━━━ Available data ━━━
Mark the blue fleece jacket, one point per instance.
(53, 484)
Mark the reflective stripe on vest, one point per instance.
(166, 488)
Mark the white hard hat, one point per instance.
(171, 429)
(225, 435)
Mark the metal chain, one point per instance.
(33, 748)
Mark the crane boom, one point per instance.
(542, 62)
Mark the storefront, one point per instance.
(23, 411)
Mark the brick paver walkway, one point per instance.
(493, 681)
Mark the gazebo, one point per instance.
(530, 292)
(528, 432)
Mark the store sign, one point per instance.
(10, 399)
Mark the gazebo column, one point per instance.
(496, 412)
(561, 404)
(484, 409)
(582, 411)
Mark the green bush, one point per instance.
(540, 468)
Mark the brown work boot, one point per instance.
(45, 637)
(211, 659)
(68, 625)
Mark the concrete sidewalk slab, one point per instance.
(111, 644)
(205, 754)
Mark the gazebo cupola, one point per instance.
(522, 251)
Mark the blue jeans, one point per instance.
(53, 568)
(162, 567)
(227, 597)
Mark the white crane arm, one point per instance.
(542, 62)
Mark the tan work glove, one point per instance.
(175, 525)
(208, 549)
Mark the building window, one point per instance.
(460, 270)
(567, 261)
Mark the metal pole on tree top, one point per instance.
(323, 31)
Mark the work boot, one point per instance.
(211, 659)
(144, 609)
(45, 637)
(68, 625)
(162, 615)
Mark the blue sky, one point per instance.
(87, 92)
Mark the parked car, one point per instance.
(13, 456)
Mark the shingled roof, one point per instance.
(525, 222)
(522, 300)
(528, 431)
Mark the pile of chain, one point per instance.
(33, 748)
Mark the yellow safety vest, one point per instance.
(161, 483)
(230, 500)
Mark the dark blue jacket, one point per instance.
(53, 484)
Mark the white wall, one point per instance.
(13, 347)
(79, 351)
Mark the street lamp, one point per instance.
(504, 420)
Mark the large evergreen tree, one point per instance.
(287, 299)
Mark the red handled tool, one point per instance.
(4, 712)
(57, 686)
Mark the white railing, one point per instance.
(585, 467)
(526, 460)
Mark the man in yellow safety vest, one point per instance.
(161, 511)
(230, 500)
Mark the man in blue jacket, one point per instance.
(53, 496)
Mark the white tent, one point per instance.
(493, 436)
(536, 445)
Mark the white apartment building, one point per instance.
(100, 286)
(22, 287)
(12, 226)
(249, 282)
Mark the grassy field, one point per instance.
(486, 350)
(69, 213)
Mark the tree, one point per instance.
━━━
§ What this task involves
Send back, unchanged, every line of the records from the one with "Mark the white tent, one point per instance." through the last.

§ Written solution
Mark the white tent, one point per instance.
(493, 436)
(536, 445)
Mark the white apartment building, one point per instance.
(100, 286)
(22, 287)
(12, 226)
(249, 282)
Mark the grassy field, one point per instance.
(486, 350)
(69, 213)
Mark the tree, one point per instance.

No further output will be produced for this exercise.